IT DB Storage team is facing the need to work with different storage providers in order to deliver different storage solutions that should adapt to different projects needs. So far, a library and a set of scripts has been developed to interact mainly with NetApp storage. The actual solution presents a RESTful API developed using Flask and Python 3.
Accessing /login
will put you through the standard CERN single sign-on
process and return you to the API with an authenticated session once you
are done. For use in Python scripts and applications, setting the
relevant session cookies using
cern-sso-python is
recommended.
For API documentation, see the generated Swagger documentation (linked below).
Authorisation is based on CERN e-groups (Active Directory distribution lists), and user authentication is done using the central OAuth2 providers.
The application is designed around common Python and Flask framework patterns, with some help from the flask-restplus framework to provide boilerplate REST code. A factory pattern is used to mount the same APIs mapped to different back-ends as Flask paths. Back-ends are implemented as Flask extensions and modelled using an abstract base class, and resolved at run-time. This way, the API allows for successive implementations of future back-ends on the same API.
Development and testing (without proper authentication) can be done
without a full deployment setup (see below). You need Python 3 and
virtualenv (on Ubuntu python3-virtualenv
) installed before running the
commands below.
git clone https://github.com/cerndb/storage-api
cd storage-api
python3 -m venv v1
source v1/bin/activate
pip install pip --upgrade
pip install -r requirements.txt
You can run the API in the Flask development server without SSO like this:
$ export FLASK_APP=storage_api/app.py
$ export FLASK_DEBUG=1
$ flask run
Accessing /login
in debug mode will immediately authorise you as an
uber-admin.
There is also a shorthand Makefile option available as make devserver
with corresponding make stop
.
It is also possible to run the Dockerised image with make image run
.
Remember that you can determine which random port the container
was assigned with docker port <name of container>
.
Configuration is done using environment variables, as per the 12-factor app pattern. The following environment variables are used:
SAPI_OAUTH_CLIENT_ID
: The public client ID for the OAuth2 service the storage API runs asSAPI_OAUTH_SECRET_KEY
: The private key of the OAuth2 service the storage API runs as
The following keys are optional:
SAPI_OAUTH_TOKEN_URL
: The URL to get OAuth2 Tokens from. Default:https://oauth.web.cern.ch/OAuth/Token
SAPI_OAUTH_AUTHORIZE_URL
: The URL to send OAuth2 Authorization requests to. Default:https://oauth.web.cern.ch/OAuth/Authorize
SAPI_OAUTH_GROUPS_URL
: The URL to send a GET request with the current OAuth2 token to receive a list of groups the current user is a member of. Default:https://oauthresource.web.cern.ch/api/Groups
SAPI_OAUTH_CALLBACK_URL_RELATIVE
: The relative (to the app's root) URL to report as the call-back URL to the OAuth2 Authorize server. You most likely do not need to change this, unless you have some really exotic routing pattern. Default:/oauth-done
The following configuration options control the role-based access control:
SAPI_ROLE_USER_GROUPS
: A comma-separated list of groups whose users are just plain users. If the list is empty or unset, unauthenticated users are included in the user role and given access to certain (non-destructive) endpoints. See the API documentation!SAPI_ROLE_ADMIN_GROUPS
: A comma-separated list of groups whose users are (at least) administrators. Empty list or unset variable means the role is disabled.SAPI_ROLE_UBER_ADMIN_GROUPS
: A comma-separated list of groups whose users are uber-admins. Empty list or unset variable means the role is disabled.

# # # #

Write the next part of the storage API documentation, picking up after its final line.

*DATASET SECTION*.
# # # #

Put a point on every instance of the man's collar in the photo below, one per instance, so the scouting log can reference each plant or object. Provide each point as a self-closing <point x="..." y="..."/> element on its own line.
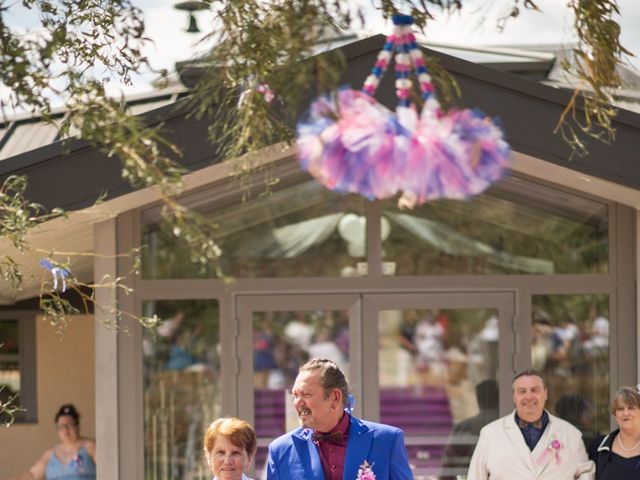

# # # #

*IN RESPONSE*.
Please note that roles are distinct, e.g. the admin role is not contained within the uber-admin-role. If you want both, you need to have both.
Back-ends are configured using the following pattern:
-
SAPI_BACKENDS
: A unicorn emoji-separated (:unicorn:) list of back-ends to enable, and their configuration as per the following pattern:endpoint_name:BackEndClass:option_name:option_value:another_option_name:another_option_value
, where endpoint_name is the part that goes into the/<endpoint_name>/volumes>
part of the URL,BackEndClass
is the name of a class that implements the corresponding back-end (e.g.DummyStorage
), and the following set of rainbow emoji-separated options (:rainbow:) will be passed as keys and value arguments to that back-ends constructor.The following example sets up a NetApp back-end and RAM-backed dummy back-end:
export SAPI_BACKENDS="dummy🌈DummyStorage🦄netapp🌈NetappStorage🌈username🌈storage-api🌈password🌈myPassword:@;🌈vserver🌈vs3sx50"
Please note that it is perfectly possible to set up multiple endpoints with the same back-end, e.g. multiple NetApp filers or clusters with different vservers on different endpoints. Endpoints needs to be unique though.
Without at least one configured endpoint, the app will not run.
Continuous integration is provided by GitLab CI, and tests are run using
py.test and the Hypothesis framework. A more exhaustive Hypothesis test
run takes a while to run (around 10-15 minutes), so it is advised to use
the much less exhaustive "dev" test profile and leave the "ci" profile
for Travis. The profile can be provided as a command-line option for
pytest: pytest --hypothesis-profile=dev
. Logging verbosity during
tests can be increased using -vvvv
with a variable number of v
:s
(more is noisier).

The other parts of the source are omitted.